In the entries that follow, find the line containing "Target: stone slab"; from there, copy every line exactly through the line containing "Identify the position of each instance of the leafy".

[Extracted records]
——————

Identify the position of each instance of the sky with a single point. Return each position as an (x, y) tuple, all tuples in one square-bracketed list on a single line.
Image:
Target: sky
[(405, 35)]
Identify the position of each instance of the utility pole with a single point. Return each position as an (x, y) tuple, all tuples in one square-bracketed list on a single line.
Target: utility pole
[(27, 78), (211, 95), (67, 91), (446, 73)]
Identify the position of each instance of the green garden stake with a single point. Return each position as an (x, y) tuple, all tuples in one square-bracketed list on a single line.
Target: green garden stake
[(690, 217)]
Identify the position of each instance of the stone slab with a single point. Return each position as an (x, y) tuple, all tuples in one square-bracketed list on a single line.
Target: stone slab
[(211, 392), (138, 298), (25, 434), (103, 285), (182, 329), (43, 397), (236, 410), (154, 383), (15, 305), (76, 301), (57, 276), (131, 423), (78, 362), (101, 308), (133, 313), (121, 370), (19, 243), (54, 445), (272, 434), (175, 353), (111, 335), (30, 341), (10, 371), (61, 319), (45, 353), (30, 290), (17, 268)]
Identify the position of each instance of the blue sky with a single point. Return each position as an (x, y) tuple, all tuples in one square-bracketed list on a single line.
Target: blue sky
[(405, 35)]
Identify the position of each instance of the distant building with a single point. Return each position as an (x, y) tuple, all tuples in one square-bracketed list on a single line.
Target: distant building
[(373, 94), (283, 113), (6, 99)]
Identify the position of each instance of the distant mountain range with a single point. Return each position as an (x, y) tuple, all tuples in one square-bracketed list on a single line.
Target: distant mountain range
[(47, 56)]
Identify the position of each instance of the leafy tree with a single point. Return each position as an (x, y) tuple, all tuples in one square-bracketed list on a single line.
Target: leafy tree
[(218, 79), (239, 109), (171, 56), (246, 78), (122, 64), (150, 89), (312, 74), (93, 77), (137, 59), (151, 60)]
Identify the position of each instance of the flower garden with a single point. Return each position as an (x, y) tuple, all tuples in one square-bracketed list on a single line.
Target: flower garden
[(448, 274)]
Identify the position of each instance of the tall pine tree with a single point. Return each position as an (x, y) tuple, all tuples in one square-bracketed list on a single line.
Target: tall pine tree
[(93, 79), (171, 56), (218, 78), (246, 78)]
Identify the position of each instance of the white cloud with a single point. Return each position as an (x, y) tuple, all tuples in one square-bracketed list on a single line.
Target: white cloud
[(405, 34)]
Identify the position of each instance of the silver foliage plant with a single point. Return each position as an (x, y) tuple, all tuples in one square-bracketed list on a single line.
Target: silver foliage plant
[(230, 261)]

——————

## Solved exercise
Target: stone slab
[(211, 392), (138, 298), (25, 434), (103, 285), (182, 329), (43, 397), (236, 410), (154, 383), (15, 305), (76, 301), (57, 276), (131, 423), (78, 362), (101, 308), (133, 313), (121, 370), (19, 243), (54, 445), (272, 434), (175, 353), (111, 335), (30, 341), (10, 371), (61, 319), (45, 353), (30, 290), (17, 268)]
Identify the position of each instance of the blue sky with a single point. Return each position as an (x, y) tuple, all tuples in one square-bracketed list on a single line.
Target: blue sky
[(405, 35)]
Identify the position of each instance of the distant building with a single point. Return each position as an (x, y) tuple, all tuples in one square-bracketed list on a single line.
Target: distant building
[(373, 94), (283, 113), (6, 99)]
Identify the position of each instance of the distant mountain range with a single point. Return each position as an (x, y) tuple, all tuples in one square-bracketed list on a single line.
Target: distant mountain range
[(47, 56)]
Identify the position of each instance of the leafy tree with a single point. Return each position as an (x, y) tuple, all tuples in one square-bracketed list on a single line.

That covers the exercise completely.